**What the task asks**:
Please copy out the records below line for line, changing nothing.

— begin —

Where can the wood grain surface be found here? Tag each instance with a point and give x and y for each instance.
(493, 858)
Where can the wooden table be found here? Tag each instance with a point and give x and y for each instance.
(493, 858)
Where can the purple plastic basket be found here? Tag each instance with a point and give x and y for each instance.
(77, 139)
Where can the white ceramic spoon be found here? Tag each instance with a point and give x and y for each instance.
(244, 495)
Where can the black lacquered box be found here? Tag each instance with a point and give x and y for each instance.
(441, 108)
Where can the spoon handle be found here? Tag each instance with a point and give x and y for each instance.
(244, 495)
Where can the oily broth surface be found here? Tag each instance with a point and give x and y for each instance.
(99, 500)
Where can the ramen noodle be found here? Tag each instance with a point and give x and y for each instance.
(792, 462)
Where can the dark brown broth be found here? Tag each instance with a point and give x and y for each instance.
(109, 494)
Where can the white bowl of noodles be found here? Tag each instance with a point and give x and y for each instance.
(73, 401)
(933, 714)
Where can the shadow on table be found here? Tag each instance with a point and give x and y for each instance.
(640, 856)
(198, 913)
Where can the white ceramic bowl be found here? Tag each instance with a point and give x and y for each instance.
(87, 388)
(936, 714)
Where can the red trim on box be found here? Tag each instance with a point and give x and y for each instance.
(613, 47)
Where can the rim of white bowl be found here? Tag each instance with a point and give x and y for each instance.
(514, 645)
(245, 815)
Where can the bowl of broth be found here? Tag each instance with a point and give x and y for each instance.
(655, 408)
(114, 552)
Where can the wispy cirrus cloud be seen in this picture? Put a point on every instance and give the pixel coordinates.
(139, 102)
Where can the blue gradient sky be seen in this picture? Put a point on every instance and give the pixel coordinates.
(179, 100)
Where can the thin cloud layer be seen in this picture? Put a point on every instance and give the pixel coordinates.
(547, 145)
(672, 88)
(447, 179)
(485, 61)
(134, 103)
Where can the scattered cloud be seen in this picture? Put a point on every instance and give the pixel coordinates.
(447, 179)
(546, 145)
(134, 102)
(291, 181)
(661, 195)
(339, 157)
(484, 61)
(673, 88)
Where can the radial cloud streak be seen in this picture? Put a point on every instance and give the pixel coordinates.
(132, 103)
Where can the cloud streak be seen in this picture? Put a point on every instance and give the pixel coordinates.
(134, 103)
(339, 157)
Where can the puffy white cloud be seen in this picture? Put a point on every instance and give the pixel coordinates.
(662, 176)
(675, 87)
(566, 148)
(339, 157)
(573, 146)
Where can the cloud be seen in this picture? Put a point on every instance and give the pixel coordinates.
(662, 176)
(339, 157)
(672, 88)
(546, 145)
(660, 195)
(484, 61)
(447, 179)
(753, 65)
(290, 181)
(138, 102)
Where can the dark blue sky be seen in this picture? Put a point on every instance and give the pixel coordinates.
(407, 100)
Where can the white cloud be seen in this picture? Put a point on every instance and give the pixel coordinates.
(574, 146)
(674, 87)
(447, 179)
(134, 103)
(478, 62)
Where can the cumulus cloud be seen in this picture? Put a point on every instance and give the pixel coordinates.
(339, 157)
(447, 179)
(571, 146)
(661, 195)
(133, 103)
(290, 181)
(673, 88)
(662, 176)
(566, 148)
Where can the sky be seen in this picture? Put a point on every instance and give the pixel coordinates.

— end —

**Task solution**:
Where can the wood grain surface be found here? Tag each instance with a point and give x and y for each instance.
(493, 858)
Where can the wooden table be found here? Tag each instance with a point and give x and y for each instance.
(493, 858)
Where can the purple plastic basket be found here? Tag each instance with a point and give x and y for each instance.
(77, 139)
Where can the white ceramic spoon be found here? Tag each instance with a point and give x and y for each instance.
(244, 495)
Where can the black lacquered box be found here? Tag each instance with a point and give x and y for each instance.
(441, 108)
Where can the spoon handle be found here? Tag each instance with a point and give x and y for each instance.
(244, 495)
Where can the oily broth surface be found here? Tag each instance with a point and give x and y for each instance.
(99, 500)
Where can the ramen noodle be found here? Tag each instance with a point and give x and y for each instance.
(792, 462)
Where can the dark brown broth be found here? Tag each instance with a point and give x and y for each instance.
(109, 494)
Where can the white bowl of noodles be found here? Tag each instance with a point and give x and y for each instance.
(73, 401)
(933, 714)
Where can the shadow on table be found here? Tag each instance with a point and give x and y for each instance.
(640, 856)
(198, 913)
Where can the white ceramic bowl be found here? Tag each instance with a point and give x and y for each instance.
(87, 388)
(936, 714)
Where can the red trim on box be found here? Tag each instance with a point and give x and y for each instance.
(613, 47)
Where can the rim of white bowl be found here? Tag each instance with a point and give x and y for each instance.
(514, 645)
(245, 815)
Where can the bowl of broth be found here? Tag each instance with a point and give x and y for each instance.
(655, 408)
(114, 552)
Where can the wispy cirrus cloud be seen in this picture? Put a point on every instance and give the pixel coordinates.
(139, 102)
Where can the blue gradient sky be seen in this picture? Put a point on every instance and give the pixel coordinates.
(179, 100)
Where can the thin cloud layer be seen in this picture? Put a point on every instance and give the pixel coordinates.
(547, 145)
(672, 88)
(447, 179)
(485, 61)
(134, 103)
Where can the scattered cloud be seen in this picture? Put a point on every instance and give the pixel coordinates.
(447, 179)
(546, 145)
(134, 102)
(291, 181)
(661, 195)
(339, 157)
(484, 61)
(673, 88)
Where can the radial cloud streak be seen in this picture? Put a point on every instance and give the pixel coordinates.
(132, 103)
Where can the cloud streak be seen in this picture? Put a point on every instance and give the pixel coordinates.
(134, 103)
(339, 157)
Where can the puffy white cloud be seen in this picture? Put a point on every instance and give the pixel coordinates.
(662, 176)
(675, 87)
(566, 148)
(339, 157)
(573, 146)
Where can the cloud be seen in this picture? Put a point on every instance and give the pixel coordinates.
(662, 176)
(339, 157)
(672, 88)
(546, 145)
(660, 195)
(484, 61)
(447, 179)
(753, 65)
(290, 181)
(138, 102)
Where can the dark blue sky be seen in this picture? Put a point on every instance and give the pixel coordinates.
(407, 100)
Where can the white cloud be seen in this picture? Put a point on every instance and give the pixel coordinates.
(574, 146)
(674, 87)
(447, 179)
(134, 103)
(478, 62)
Where can the cumulus cloud be seen in this picture? Put a point on every instance and give the pixel coordinates.
(339, 157)
(447, 179)
(571, 146)
(661, 195)
(133, 103)
(290, 181)
(673, 88)
(662, 176)
(566, 148)
Where can the sky be seen in this picture? Put a point on every instance and give the pixel coordinates.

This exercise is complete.